#### JOB 1:
Please print verbatim the lines of the entries from the line containing "Mark the region of every instance of the <item>union" up to and including the line containing "258L359 257L359 253L351".

>> BEGIN EXTRACTED TEXT

Negotiation skills are among the most important in business. Even if you are not involved in sales or speaking directly with clients, negotiation skills could be a vital part of your professional repertoire.

Research has shown that only 29% of candidates negotiated their salary at their most recent job, but 84% of those who do negotiate get the higher salary. This is a vital set of skills that more should actively practice.

Negotiation is built into our everyday lives, even if we don't realise it. Though we don't often end up haggling like our lives depend on it, we do have conversations with colleagues and loved ones that carry many notes of negotiation. If you have ever bargained with your partner over what you should have for dinner, you have used your negotiation skills even if you didn't realise it at the time!

>> END EXTRACTED TEXT
>> BEGIN WORKING DATA

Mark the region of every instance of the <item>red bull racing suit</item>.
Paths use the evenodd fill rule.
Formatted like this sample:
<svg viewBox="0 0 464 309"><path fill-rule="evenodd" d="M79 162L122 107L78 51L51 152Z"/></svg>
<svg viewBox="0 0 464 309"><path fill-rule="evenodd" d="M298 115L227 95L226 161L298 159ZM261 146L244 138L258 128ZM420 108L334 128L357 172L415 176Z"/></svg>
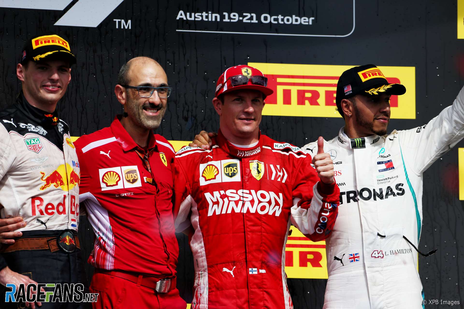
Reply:
<svg viewBox="0 0 464 309"><path fill-rule="evenodd" d="M16 244L66 234L56 241L56 250L10 250L15 247L3 245L0 268L7 265L39 283L85 283L74 238L79 224L80 173L68 125L56 112L30 105L22 94L15 104L0 113L0 216L20 216L27 223L18 230L23 234ZM66 241L60 241L63 239ZM0 307L9 305L17 308L18 304ZM63 305L43 303L41 308Z"/></svg>
<svg viewBox="0 0 464 309"><path fill-rule="evenodd" d="M336 184L318 182L311 158L260 135L244 147L220 131L211 150L186 147L174 163L178 231L190 225L195 309L293 307L284 270L290 224L327 238L337 216Z"/></svg>
<svg viewBox="0 0 464 309"><path fill-rule="evenodd" d="M151 133L141 147L117 116L75 145L80 200L96 236L88 260L97 269L90 284L99 294L94 308L117 302L124 308L185 309L176 288L172 146Z"/></svg>

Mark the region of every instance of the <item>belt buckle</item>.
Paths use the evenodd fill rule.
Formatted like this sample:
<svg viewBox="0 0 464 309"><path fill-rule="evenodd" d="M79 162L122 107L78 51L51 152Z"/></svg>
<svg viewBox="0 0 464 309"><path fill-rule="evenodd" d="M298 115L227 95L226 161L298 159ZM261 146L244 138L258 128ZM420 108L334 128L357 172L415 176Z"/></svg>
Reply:
<svg viewBox="0 0 464 309"><path fill-rule="evenodd" d="M71 230L64 230L57 237L58 247L63 252L71 253L76 251L74 234Z"/></svg>
<svg viewBox="0 0 464 309"><path fill-rule="evenodd" d="M156 288L155 290L158 293L168 293L170 287L170 279L161 279L156 283Z"/></svg>

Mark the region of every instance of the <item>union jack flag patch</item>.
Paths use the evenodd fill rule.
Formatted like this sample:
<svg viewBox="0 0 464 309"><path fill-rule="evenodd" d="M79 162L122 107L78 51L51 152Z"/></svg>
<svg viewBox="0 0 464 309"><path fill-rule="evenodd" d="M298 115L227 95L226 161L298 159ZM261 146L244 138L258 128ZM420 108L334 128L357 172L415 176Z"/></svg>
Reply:
<svg viewBox="0 0 464 309"><path fill-rule="evenodd" d="M361 258L359 257L359 253L351 253L348 255L348 259L350 263L354 262L359 262Z"/></svg>

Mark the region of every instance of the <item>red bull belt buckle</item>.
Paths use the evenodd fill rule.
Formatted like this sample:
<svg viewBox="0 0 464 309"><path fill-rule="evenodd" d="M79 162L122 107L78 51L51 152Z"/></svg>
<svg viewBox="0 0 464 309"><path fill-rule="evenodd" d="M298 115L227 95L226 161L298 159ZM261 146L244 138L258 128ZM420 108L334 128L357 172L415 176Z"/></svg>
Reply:
<svg viewBox="0 0 464 309"><path fill-rule="evenodd" d="M64 230L57 237L58 247L63 252L71 253L76 251L74 234L71 230Z"/></svg>
<svg viewBox="0 0 464 309"><path fill-rule="evenodd" d="M170 279L162 279L156 283L156 288L155 289L158 293L168 293L171 287Z"/></svg>

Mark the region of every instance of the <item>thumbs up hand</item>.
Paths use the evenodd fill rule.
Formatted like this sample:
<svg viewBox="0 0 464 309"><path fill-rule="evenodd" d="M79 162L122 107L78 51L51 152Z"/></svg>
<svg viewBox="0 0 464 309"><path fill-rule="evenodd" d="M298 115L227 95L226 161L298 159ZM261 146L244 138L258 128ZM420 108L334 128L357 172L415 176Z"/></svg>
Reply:
<svg viewBox="0 0 464 309"><path fill-rule="evenodd" d="M324 139L322 136L317 139L317 153L313 157L313 164L321 181L329 184L335 182L334 163L330 155L324 152Z"/></svg>

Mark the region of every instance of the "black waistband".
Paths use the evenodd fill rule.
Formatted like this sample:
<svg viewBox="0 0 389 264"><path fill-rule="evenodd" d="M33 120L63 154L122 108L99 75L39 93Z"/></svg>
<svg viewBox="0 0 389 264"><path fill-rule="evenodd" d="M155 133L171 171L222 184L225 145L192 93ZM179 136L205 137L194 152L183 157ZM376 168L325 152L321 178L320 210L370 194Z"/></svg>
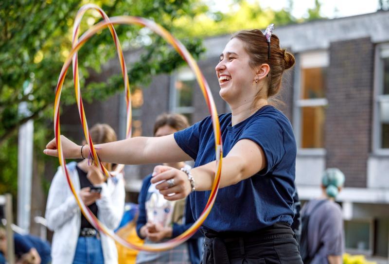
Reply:
<svg viewBox="0 0 389 264"><path fill-rule="evenodd" d="M96 237L98 235L97 230L93 228L84 228L81 229L79 236L85 237Z"/></svg>
<svg viewBox="0 0 389 264"><path fill-rule="evenodd" d="M277 223L253 232L216 232L201 228L205 236L203 263L229 264L229 256L244 255L246 247L267 243L278 238L294 238L294 232L286 223Z"/></svg>
<svg viewBox="0 0 389 264"><path fill-rule="evenodd" d="M209 238L218 237L223 240L228 240L237 237L249 238L252 237L266 237L268 235L291 234L294 233L290 228L290 226L286 223L276 223L269 227L260 229L252 232L216 232L205 227L200 228L200 230Z"/></svg>

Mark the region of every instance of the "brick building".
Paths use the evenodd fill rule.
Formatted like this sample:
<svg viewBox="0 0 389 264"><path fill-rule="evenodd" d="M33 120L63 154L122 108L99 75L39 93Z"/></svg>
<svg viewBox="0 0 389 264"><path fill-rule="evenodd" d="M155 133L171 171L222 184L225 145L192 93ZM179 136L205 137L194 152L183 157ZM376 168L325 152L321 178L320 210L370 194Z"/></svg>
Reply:
<svg viewBox="0 0 389 264"><path fill-rule="evenodd" d="M276 28L283 47L296 65L285 75L281 109L290 119L298 144L296 182L301 198L320 194L321 173L337 167L346 176L338 197L345 220L348 250L388 258L389 248L389 12L290 25ZM214 67L229 39L204 40L207 51L199 65L213 94L218 111L229 111L218 95ZM136 59L128 53L127 60ZM116 61L105 68L119 72ZM102 78L96 76L95 78ZM124 104L112 97L86 107L89 124L106 122L123 137ZM186 115L192 123L208 112L188 68L153 78L134 95L134 136L152 136L163 112ZM102 109L103 110L102 111ZM81 133L64 115L64 129ZM81 136L80 136L81 137ZM136 192L152 165L126 168L127 188Z"/></svg>

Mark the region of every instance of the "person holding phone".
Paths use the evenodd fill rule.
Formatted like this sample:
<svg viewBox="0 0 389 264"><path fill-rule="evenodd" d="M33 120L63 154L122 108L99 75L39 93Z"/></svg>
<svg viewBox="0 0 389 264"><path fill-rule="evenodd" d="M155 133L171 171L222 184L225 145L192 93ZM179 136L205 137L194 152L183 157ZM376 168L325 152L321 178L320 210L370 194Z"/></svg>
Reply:
<svg viewBox="0 0 389 264"><path fill-rule="evenodd" d="M96 144L117 140L115 131L106 124L95 125L89 133ZM111 164L104 165L112 170ZM124 210L123 175L105 181L100 169L88 165L88 159L67 166L74 188L85 205L107 227L116 228ZM46 211L48 227L54 231L52 264L118 263L114 242L88 222L67 185L60 167L50 186Z"/></svg>

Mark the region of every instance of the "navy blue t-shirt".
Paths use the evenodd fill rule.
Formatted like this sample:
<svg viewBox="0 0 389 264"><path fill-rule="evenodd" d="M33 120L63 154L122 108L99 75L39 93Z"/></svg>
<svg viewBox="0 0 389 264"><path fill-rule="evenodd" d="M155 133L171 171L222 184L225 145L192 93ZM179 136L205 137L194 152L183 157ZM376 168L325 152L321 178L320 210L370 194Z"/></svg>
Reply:
<svg viewBox="0 0 389 264"><path fill-rule="evenodd" d="M217 232L251 232L278 222L291 224L296 146L290 122L270 106L262 107L233 126L231 115L219 116L223 156L238 141L249 139L263 150L265 167L248 179L220 189L203 226ZM215 160L210 117L175 133L174 138L178 146L194 159L194 167ZM210 193L191 194L195 219L202 212Z"/></svg>

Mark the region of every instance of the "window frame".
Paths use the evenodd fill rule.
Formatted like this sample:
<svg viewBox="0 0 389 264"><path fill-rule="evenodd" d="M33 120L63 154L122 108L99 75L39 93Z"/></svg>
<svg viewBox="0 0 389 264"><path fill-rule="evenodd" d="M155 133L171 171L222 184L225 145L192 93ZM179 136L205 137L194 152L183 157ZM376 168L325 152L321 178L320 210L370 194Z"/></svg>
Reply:
<svg viewBox="0 0 389 264"><path fill-rule="evenodd" d="M297 153L300 156L324 156L325 148L302 148L301 147L302 132L301 108L306 106L326 106L328 101L326 98L301 99L302 87L301 74L303 69L310 69L329 66L329 53L327 50L318 50L301 52L296 54L296 63L295 71L293 93L293 127L297 145Z"/></svg>
<svg viewBox="0 0 389 264"><path fill-rule="evenodd" d="M176 88L176 82L178 80L180 74L190 74L193 76L193 80L196 81L196 76L192 70L188 67L181 68L177 70L175 70L171 74L170 78L170 85L169 94L169 109L171 112L177 114L187 114L193 115L195 110L194 106L193 106L193 100L192 98L192 106L178 106L178 98L179 94L177 89ZM195 88L193 88L193 94L194 94Z"/></svg>
<svg viewBox="0 0 389 264"><path fill-rule="evenodd" d="M373 153L377 156L389 156L389 148L381 147L382 131L379 106L383 102L389 103L389 94L383 94L383 67L382 59L389 58L389 43L377 45L374 52L374 84L373 85L373 123L371 135Z"/></svg>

>> END WORKING DATA

#### JOB 2:
Output the passage on negotiation skills word for word, from "Negotiation is built" up to and including "at the time!".

#### EXERCISE RESULT 1:
Mark the region of every instance of the <item>union jack flag patch</item>.
Paths use the evenodd fill rule.
Formatted like this sample:
<svg viewBox="0 0 464 309"><path fill-rule="evenodd" d="M79 162L122 107L78 51L51 152Z"/></svg>
<svg viewBox="0 0 464 309"><path fill-rule="evenodd" d="M298 115L227 95L226 161L298 159ZM261 146L244 138L258 128ZM420 108L334 128L357 172L415 176Z"/></svg>
Reply:
<svg viewBox="0 0 464 309"><path fill-rule="evenodd" d="M361 258L359 257L359 253L351 253L348 255L348 259L350 263L354 262L359 262Z"/></svg>

#### EXERCISE RESULT 2:
Negotiation is built into our everyday lives, even if we don't realise it. Though we don't often end up haggling like our lives depend on it, we do have conversations with colleagues and loved ones that carry many notes of negotiation. If you have ever bargained with your partner over what you should have for dinner, you have used your negotiation skills even if you didn't realise it at the time!